**To do:** Copy all of the rows below word for word, with every line unchanged.

**Data supplied:**
_ _ _ _ _ _ _

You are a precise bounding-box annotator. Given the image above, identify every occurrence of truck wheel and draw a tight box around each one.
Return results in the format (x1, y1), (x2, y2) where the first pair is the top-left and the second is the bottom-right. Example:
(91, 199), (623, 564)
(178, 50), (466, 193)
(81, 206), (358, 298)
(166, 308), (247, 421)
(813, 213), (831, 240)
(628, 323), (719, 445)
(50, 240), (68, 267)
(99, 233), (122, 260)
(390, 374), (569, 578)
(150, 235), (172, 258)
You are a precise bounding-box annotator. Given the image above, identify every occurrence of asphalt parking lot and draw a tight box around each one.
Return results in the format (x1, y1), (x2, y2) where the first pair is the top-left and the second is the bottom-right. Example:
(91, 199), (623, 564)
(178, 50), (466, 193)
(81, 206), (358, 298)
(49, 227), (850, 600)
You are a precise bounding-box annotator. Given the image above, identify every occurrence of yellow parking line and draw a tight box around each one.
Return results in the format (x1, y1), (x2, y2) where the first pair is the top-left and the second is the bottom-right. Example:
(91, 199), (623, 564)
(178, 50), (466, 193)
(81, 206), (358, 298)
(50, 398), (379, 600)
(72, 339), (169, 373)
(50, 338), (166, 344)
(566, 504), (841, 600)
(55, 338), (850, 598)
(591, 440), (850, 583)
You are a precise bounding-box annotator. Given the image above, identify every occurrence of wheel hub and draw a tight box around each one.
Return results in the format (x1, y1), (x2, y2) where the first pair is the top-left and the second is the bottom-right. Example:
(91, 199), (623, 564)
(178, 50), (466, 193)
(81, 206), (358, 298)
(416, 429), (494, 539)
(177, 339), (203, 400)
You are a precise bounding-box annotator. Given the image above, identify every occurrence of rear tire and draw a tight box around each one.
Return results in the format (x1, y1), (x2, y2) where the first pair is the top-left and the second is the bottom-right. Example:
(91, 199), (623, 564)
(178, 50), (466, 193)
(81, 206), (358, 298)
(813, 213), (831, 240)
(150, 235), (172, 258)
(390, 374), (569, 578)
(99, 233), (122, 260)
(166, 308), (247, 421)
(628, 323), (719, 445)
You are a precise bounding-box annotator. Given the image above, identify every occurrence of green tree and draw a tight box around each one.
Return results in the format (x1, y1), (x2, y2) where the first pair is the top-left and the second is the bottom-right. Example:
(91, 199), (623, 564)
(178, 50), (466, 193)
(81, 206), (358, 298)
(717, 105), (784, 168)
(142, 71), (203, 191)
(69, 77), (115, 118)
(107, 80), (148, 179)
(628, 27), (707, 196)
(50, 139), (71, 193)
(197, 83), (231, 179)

_ _ _ _ _ _ _

**Written answer:**
You are a precise bounding-box annotator. Given the image above, identify every occurrence of truck wheel and draw a tight box around each one.
Return results in the format (x1, y1), (x2, y2) where the first pair is the top-left and the second is the bottom-right. Example:
(91, 199), (623, 564)
(178, 50), (466, 193)
(81, 206), (358, 298)
(166, 308), (247, 421)
(813, 213), (831, 240)
(628, 323), (719, 445)
(50, 240), (68, 267)
(99, 233), (122, 260)
(390, 374), (569, 578)
(150, 235), (172, 258)
You are a precise bounding-box annotator. Given the image above, identify every occurrence of asphalt parking lot and draw a tight box around each one.
Return results in the format (x1, y1), (x2, y2) where the first pair is the top-left and the second is the bottom-right. Example:
(91, 199), (623, 564)
(178, 50), (466, 193)
(81, 206), (358, 298)
(49, 227), (850, 600)
You are a precise bounding-box annotator. Given the image above, identify every occurrence of yellow parking line and draw a tight box around each one.
Return results in the format (x1, y1), (x2, y2) where the first pair is the top-left and the second is the bottom-right. Example:
(91, 199), (623, 564)
(178, 50), (466, 193)
(81, 206), (358, 298)
(50, 398), (379, 600)
(72, 339), (169, 373)
(50, 338), (166, 344)
(566, 504), (841, 600)
(55, 338), (850, 598)
(591, 440), (850, 583)
You are a precise bounding-box annotator. Given the image above, identify every occurrence of wheel hub and draw a tight box around each one.
Return results in the format (x1, y1), (x2, y2) where the first pair is the top-left and the second is the bottom-right. Example:
(91, 199), (623, 564)
(178, 50), (466, 193)
(81, 206), (358, 298)
(416, 429), (494, 539)
(177, 339), (203, 400)
You are a precise bounding-box annotator. Given the image above, identify every occurrence of rear tire and draw a tight box around each one.
Return results in the format (x1, y1), (x2, y2) where the first pair is the top-left and the second is the bottom-right. Example:
(91, 199), (623, 564)
(178, 50), (466, 193)
(81, 206), (358, 298)
(813, 213), (831, 240)
(150, 235), (172, 258)
(390, 374), (569, 578)
(99, 233), (122, 260)
(166, 308), (247, 421)
(628, 323), (719, 445)
You are a precise bounding-box annotator. Given the image above, identify every occurrence of green tree and draw a tight box around each one.
Return results in the format (x1, y1), (x2, y2) where the first pair is the top-left and the second is the bottom-right. Example:
(91, 199), (623, 564)
(178, 50), (466, 193)
(81, 206), (358, 298)
(717, 105), (784, 168)
(142, 71), (203, 191)
(69, 77), (115, 118)
(107, 80), (148, 179)
(628, 27), (707, 196)
(50, 139), (71, 193)
(197, 83), (231, 179)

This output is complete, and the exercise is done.